## Goal 1
In the court opinion excerpt on the propeller castings, what kind of transaction did the court conclude Attwood's furnishing of the castings was?
## Goal 2
Quote the passage of the court opinion excerpt on the propeller castings that runs between "We conclude that" and "of these castings.", inclusive.
## Goal 3
Write what comes next in the court opinion excerpt on the propeller castings, picking up after its final sentence.

## Document excerpt
──────

PowerTech has emphasized the facts that Attwood used the buyer's trade secrets and employed the buyer's tooling to make the castings. These elements do not prevent Attwood from being deemed a manufacturer of "goods." The fact that a manufactured item is custom designed for the buyer's needs and is not readily marketable to others is not dispositive — manufactured goods are still "goods."21

The district court was impressed with the service aspect of the contract. True, Attwood was required to provide foundry services and insure quality control. But labor is "an input into the manufacture of every good."22 Manufacture always involves some services, such as engineering, design, fabrication and inspection.23 "`"Services ... always play an important role in the use of goods, whether it is the service of transforming the raw materials into some usable product or the service of distributing the usable product to a point where it can easily be obtained by the consumer."'"24

We conclude that Attwood's furnishing the propeller castings was indeed a sale of "goods." As stated about a water tower in the Seventh Circuit case noted above, "In the words of the UCC this was a `movable' `thing' `specially manufactured.' That which [the seller] agreed to sell and [the purchaser] agreed to buy was not services but goods as defined in the U.C.C."25 The same can be said much more easily of these castings.

──────

## Extracted information

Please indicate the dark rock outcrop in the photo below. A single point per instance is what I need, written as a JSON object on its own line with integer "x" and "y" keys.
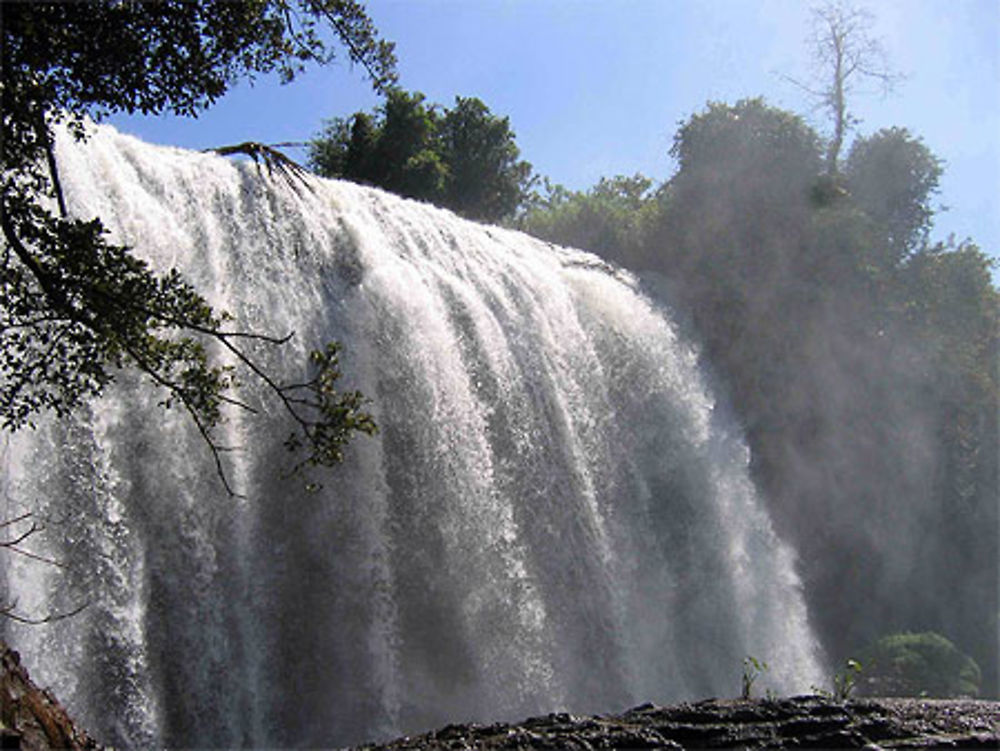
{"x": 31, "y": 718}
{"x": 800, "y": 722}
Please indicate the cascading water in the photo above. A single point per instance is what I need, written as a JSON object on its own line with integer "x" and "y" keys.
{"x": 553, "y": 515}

──────

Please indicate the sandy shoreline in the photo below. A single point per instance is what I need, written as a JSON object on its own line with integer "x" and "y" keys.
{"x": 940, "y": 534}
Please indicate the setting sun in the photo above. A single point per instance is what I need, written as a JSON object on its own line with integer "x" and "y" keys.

──────

## Answer 1
A sale of "goods."

## Answer 2
We conclude that Attwood's furnishing the propeller castings was indeed a sale of "goods." As stated about a water tower in the Seventh Circuit case noted above, "In the words of the UCC this was a `movable' `thing' `specially manufactured.' That which [the seller] agreed to sell and [the purchaser] agreed to buy was not services but goods as defined in the U.C.C."25 The same can be said much more easily of these castings.

## Answer 3
D. Hybrid Analysis: Dominant Factor of Transaction.

As mentioned, we find the hybrid analysis employed by the district court inapposite to such a contract. Were we to employ the hybrid analysis, however, we would reach the same result. "In such hybrid transactions [such as building contracts involving the sale of both services and materials], the question becomes whether the dominant factor or essence of the transaction is the sale of materials or of services."26 We hold alternatively that, under the hybrid analysis, the evidence conclusively establishes that the dominant factor of this contract was a sale of goods.

Unlike many hybrid contracts deemed to be predominantly for services, this contract does not have as an important aspect some installation or construction to be completed by the seller after delivery. We easily distinguish such contracts as, for example, to install flooring27 or a drainage system,28 to build a house,29 to complete a chimney,30 or to construct or install a...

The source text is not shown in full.